ACTION ITEM –
Tally the lines in the entries below that contain the string "positive", matching case exactly. Reply with the number alone.
++++ RECORDS PROVIDED ++++
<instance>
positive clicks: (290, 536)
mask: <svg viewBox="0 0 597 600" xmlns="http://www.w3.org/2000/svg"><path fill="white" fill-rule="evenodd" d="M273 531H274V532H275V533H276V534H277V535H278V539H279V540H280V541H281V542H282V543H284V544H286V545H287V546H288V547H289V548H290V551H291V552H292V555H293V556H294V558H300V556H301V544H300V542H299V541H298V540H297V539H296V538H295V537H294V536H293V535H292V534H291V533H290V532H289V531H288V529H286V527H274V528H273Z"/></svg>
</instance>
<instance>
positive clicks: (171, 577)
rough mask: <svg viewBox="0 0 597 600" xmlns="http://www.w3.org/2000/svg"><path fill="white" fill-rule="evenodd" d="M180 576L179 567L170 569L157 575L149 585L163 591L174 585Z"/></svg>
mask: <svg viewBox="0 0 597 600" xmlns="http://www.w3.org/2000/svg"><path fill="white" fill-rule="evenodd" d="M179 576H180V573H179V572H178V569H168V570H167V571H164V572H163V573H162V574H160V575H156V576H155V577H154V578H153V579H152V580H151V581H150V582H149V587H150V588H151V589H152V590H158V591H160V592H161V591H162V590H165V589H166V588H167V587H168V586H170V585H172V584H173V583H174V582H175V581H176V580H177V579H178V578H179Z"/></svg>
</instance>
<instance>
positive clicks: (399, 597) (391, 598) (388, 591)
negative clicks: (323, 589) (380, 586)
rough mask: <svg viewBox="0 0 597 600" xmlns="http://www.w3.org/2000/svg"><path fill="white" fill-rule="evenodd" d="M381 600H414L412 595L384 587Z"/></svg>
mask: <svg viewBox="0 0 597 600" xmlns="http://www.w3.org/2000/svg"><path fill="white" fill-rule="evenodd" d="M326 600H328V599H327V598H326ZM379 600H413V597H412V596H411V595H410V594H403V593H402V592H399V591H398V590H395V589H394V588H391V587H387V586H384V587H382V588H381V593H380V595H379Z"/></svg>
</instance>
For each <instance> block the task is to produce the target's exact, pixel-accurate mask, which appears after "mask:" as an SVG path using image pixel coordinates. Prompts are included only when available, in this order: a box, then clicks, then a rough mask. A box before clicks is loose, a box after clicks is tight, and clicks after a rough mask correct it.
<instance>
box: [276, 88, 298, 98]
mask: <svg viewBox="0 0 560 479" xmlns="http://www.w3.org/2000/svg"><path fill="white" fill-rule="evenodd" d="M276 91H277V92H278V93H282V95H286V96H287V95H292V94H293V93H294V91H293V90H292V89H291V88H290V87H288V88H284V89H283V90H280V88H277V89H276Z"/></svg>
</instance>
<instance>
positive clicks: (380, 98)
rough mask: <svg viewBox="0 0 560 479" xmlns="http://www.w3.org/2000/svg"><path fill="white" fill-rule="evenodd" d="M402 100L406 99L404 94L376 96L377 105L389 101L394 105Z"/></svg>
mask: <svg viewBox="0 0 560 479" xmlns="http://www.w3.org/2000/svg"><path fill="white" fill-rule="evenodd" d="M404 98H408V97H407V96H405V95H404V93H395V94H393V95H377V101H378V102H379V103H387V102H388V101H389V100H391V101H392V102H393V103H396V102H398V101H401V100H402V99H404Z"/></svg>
++++
++++ RECORDS PROVIDED ++++
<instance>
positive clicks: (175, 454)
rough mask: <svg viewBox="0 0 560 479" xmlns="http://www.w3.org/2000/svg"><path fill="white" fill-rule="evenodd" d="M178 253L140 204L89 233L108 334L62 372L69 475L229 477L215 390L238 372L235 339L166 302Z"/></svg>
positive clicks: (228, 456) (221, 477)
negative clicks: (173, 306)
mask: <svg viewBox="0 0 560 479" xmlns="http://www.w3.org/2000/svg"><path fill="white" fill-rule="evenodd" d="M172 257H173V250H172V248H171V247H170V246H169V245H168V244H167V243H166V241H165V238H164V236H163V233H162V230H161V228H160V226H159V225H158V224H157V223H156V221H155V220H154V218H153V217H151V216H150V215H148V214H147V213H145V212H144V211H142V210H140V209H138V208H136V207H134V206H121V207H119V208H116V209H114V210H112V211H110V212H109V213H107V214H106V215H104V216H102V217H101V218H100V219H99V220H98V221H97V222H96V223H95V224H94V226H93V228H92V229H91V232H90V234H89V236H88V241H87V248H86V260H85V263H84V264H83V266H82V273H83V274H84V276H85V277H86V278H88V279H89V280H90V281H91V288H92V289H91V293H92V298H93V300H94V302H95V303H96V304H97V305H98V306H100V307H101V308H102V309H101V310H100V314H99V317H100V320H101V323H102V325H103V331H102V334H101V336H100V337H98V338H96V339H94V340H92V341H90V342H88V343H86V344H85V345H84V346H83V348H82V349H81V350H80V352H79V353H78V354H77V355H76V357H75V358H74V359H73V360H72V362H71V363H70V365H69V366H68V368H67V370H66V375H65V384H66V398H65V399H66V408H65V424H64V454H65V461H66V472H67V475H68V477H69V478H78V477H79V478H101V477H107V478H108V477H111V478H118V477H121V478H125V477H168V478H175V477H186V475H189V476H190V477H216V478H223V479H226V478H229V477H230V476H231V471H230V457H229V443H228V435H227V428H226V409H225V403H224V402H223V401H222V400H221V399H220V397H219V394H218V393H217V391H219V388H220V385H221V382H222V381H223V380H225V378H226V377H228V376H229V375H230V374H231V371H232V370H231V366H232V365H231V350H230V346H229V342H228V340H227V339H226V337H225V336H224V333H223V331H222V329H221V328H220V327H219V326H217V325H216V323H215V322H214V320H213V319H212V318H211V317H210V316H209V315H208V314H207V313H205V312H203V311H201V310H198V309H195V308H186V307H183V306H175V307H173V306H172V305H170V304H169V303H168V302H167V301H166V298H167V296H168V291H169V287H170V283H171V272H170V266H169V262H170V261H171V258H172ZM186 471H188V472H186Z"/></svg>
++++
RESULT OF THE EXERCISE –
6